**SET PROBLEM**
Can you change "disc" to "circle" throughout the data below and return the lines with nothing else altered?

**EXTRACTED RECORDS**
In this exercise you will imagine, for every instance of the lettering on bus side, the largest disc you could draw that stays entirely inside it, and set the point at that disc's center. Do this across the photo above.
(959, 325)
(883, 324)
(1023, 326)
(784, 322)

**FULL ANSWER**
In this exercise you will imagine, for every instance of the lettering on bus side, the largest circle you could draw that stays entirely inside it, and set the point at that circle's center. Do this across the photo above.
(959, 325)
(883, 324)
(1023, 326)
(784, 322)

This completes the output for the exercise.